> GIVEN INFORMATION
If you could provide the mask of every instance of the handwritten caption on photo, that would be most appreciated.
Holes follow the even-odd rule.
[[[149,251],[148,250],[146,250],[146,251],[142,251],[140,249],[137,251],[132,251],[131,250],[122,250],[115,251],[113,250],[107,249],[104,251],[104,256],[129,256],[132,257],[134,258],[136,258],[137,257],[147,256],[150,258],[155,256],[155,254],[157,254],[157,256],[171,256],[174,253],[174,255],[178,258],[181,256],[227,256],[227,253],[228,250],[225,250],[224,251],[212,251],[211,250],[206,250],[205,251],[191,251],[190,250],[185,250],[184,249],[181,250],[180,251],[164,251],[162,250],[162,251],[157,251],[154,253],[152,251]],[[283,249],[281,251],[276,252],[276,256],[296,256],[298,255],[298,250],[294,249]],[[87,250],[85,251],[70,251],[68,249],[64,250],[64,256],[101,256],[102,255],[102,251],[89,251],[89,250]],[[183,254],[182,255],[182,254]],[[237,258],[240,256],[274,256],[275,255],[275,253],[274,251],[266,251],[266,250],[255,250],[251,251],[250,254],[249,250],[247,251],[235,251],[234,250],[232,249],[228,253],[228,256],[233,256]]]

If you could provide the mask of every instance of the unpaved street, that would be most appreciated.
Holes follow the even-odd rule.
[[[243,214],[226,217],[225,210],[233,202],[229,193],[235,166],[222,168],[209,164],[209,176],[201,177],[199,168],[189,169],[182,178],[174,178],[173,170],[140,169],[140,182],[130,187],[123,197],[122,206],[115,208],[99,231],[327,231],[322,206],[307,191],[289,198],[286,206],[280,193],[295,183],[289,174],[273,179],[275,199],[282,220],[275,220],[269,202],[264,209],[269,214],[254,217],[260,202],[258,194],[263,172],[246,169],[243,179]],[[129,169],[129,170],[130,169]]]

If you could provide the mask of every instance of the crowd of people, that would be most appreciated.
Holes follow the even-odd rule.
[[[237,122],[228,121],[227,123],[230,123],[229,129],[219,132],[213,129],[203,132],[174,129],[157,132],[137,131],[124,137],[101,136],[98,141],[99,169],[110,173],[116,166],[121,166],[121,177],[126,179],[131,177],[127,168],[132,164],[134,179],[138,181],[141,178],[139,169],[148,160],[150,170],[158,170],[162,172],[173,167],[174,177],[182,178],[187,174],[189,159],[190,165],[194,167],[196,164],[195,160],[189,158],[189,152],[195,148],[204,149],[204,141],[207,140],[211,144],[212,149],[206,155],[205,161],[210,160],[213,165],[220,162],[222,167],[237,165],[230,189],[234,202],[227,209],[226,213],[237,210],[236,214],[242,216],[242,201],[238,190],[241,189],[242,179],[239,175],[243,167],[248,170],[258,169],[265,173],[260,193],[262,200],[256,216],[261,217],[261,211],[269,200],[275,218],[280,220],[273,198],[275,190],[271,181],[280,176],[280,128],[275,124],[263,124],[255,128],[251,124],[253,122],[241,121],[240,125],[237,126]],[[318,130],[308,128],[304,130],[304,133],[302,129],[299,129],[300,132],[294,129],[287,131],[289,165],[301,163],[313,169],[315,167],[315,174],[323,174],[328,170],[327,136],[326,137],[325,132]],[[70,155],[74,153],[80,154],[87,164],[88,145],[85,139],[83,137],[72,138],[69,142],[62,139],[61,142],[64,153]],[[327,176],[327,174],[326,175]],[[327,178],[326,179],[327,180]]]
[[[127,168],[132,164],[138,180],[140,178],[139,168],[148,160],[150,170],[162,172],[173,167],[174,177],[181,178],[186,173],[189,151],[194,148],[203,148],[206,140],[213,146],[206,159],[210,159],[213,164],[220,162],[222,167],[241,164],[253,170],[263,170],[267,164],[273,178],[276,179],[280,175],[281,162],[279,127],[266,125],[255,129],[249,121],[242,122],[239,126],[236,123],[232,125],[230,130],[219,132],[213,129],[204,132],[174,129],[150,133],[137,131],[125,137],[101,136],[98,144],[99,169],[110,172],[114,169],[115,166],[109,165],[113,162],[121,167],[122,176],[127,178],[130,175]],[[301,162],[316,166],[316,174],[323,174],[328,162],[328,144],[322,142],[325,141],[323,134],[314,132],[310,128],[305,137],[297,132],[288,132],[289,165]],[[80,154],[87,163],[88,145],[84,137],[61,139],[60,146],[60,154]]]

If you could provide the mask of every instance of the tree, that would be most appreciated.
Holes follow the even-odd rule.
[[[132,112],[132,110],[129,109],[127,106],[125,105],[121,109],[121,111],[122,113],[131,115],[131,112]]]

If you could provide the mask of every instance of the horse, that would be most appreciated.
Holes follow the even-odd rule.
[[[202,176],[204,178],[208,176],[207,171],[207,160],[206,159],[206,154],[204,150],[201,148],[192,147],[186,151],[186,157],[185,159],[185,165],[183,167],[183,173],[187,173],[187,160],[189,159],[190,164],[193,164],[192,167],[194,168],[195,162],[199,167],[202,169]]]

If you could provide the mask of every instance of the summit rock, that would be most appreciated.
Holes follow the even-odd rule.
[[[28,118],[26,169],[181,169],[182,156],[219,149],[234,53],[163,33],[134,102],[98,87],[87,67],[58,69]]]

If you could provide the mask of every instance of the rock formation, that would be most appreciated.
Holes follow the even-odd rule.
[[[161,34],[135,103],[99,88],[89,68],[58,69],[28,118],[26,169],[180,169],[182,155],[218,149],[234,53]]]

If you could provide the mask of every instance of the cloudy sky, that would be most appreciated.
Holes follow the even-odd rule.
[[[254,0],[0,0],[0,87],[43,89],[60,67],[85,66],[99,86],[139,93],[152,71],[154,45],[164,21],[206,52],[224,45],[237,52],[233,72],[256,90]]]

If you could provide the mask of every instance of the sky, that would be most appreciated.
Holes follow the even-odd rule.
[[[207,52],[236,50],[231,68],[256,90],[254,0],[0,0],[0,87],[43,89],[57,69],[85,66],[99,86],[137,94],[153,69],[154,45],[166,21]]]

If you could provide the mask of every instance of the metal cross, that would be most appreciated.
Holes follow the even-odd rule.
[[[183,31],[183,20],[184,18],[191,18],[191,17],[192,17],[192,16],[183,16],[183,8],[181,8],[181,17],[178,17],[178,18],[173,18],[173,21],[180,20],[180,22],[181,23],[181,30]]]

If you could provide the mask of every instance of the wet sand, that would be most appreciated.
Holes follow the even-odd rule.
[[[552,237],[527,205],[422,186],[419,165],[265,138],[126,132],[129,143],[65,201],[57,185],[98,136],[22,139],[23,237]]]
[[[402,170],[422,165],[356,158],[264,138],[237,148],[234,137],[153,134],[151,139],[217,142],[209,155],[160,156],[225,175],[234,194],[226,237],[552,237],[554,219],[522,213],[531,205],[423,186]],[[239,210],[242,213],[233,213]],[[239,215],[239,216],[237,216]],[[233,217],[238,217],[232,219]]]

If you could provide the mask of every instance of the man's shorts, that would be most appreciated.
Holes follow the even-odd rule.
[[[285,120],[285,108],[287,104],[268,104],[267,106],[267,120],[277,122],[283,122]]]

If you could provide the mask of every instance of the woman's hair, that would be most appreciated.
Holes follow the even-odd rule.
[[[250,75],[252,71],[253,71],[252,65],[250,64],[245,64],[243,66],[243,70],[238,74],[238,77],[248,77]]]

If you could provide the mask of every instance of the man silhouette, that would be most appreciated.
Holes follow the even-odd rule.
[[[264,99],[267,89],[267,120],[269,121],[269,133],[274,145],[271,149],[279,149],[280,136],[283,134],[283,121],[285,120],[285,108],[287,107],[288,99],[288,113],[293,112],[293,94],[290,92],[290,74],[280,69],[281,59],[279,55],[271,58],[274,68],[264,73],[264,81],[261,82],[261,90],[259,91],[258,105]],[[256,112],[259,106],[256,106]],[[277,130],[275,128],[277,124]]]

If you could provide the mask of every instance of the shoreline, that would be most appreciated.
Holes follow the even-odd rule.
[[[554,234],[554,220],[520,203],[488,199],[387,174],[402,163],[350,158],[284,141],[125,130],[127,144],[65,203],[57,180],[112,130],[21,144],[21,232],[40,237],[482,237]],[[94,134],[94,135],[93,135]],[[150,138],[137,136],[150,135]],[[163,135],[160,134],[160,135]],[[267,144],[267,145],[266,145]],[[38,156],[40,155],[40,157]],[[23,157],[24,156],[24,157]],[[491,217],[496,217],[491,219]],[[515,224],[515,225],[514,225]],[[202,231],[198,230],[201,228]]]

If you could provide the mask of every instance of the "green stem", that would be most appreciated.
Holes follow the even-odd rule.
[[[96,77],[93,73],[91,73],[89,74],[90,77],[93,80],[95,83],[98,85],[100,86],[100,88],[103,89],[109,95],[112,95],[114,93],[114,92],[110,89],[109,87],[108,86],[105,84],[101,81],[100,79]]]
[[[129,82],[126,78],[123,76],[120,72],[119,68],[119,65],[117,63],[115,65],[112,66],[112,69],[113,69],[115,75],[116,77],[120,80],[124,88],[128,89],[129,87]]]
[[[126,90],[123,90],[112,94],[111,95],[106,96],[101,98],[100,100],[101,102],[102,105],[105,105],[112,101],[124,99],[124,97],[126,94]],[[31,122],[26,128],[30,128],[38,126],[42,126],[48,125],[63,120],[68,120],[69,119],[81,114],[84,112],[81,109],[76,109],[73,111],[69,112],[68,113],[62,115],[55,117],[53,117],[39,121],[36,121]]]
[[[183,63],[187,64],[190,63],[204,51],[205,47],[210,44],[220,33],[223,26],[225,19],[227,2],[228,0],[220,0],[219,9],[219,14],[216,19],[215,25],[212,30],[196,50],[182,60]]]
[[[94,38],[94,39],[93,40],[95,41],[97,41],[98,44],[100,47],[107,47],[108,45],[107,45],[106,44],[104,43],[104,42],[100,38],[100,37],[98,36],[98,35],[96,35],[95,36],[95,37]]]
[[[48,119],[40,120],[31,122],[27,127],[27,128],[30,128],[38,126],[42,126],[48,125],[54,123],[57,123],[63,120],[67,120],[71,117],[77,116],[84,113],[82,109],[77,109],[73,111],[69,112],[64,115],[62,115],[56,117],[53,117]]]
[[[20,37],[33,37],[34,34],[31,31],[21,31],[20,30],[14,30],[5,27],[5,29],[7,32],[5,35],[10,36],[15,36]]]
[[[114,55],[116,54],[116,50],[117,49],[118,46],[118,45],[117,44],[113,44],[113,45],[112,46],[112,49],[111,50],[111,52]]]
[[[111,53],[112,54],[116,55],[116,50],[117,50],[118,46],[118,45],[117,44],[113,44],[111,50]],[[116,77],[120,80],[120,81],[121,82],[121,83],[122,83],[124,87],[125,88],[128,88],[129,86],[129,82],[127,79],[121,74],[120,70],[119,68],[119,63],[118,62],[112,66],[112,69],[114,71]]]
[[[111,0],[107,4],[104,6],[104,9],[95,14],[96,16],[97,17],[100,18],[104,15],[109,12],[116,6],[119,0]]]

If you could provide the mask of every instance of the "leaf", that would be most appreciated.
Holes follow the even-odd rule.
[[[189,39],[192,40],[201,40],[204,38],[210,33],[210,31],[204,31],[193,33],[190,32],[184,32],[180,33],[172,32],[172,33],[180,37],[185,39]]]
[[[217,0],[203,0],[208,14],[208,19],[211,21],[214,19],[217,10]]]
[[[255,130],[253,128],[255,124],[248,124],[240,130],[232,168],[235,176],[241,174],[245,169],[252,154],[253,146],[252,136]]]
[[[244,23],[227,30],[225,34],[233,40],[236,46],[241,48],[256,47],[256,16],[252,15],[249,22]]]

> EXERCISE DETAILS
Extract every line of the items above that contains the word "rock". Case counts.

> RESULT OF THE TASK
If you could provide the mask of every instance of the summit rock, that would be most appreciated.
If you could provide the mask of every instance of the rock formation, that would be most appreciated.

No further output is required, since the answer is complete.